**What to do**
In the entries below, find the line containing "Target: red bull logo". Copy it and all lines after it, exactly, through the end.

_____

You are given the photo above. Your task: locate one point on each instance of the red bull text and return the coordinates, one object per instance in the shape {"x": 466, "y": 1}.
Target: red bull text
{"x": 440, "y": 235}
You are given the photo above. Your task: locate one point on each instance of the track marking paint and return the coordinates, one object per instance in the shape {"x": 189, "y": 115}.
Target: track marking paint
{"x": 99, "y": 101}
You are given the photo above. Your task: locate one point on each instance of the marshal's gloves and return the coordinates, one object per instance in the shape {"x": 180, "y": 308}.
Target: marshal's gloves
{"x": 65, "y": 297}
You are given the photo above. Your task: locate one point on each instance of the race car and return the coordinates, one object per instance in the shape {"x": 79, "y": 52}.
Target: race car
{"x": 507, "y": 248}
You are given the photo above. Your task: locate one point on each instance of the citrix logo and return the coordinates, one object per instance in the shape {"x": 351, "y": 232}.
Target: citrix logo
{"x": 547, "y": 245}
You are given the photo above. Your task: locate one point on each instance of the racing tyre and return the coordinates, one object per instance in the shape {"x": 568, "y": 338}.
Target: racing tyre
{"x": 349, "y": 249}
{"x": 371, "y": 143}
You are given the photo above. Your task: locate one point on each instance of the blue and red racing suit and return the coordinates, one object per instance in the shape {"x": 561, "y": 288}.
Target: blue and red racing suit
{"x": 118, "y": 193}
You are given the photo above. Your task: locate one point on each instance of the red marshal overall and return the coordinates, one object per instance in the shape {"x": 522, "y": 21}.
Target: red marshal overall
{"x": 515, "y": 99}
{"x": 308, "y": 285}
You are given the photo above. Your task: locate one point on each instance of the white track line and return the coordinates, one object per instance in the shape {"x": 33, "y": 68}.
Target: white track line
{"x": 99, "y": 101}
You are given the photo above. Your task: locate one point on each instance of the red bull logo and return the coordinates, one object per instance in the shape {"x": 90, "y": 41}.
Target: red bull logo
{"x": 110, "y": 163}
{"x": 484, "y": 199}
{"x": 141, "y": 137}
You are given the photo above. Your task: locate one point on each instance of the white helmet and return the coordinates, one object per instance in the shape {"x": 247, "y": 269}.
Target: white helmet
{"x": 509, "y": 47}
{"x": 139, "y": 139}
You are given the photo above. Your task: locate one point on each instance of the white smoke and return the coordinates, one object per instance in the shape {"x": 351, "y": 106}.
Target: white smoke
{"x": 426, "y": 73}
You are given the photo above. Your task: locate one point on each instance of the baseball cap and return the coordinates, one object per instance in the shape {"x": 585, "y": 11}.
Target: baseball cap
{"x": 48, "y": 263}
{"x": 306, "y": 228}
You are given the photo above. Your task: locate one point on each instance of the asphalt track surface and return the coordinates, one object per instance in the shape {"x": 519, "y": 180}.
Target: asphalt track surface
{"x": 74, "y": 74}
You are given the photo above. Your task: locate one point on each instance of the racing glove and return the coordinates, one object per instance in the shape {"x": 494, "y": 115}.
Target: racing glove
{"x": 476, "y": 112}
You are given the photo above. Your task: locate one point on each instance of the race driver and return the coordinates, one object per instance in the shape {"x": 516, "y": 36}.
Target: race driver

_____

**Output below**
Target: red bull logo
{"x": 110, "y": 163}
{"x": 484, "y": 199}
{"x": 141, "y": 137}
You are given the photo above. Your task: locate one point on each instance of the white helmet and return the coordinates, one object per instance in the shape {"x": 247, "y": 269}.
Target: white helmet
{"x": 509, "y": 47}
{"x": 139, "y": 139}
You are given the photo above. Your task: locate one point on each instance of the white smoke and return the coordinates, one object per instance in the shape {"x": 351, "y": 106}.
Target: white smoke
{"x": 426, "y": 73}
You are given the photo above. Your task: locate one point on each instance of the baseball cap and return the coordinates, one object per instance in the shape {"x": 585, "y": 11}.
Target: baseball cap
{"x": 48, "y": 263}
{"x": 306, "y": 228}
You are given the photo above. Your task: locate one point on each instance of the asphalt track surface and return the coordinates, one object per instance in the shape {"x": 519, "y": 180}.
Target: asphalt track surface
{"x": 74, "y": 74}
You are given the photo above. Your task: locate one point on each instance of the racing glove and return the coordinates, one object per instance in the shape {"x": 494, "y": 115}.
Target: racing glove
{"x": 476, "y": 112}
You are given the photo above. Your task: locate one point on each instance of the race driver and return the coordinates, one object per instance in the shape {"x": 516, "y": 36}.
Target: race driver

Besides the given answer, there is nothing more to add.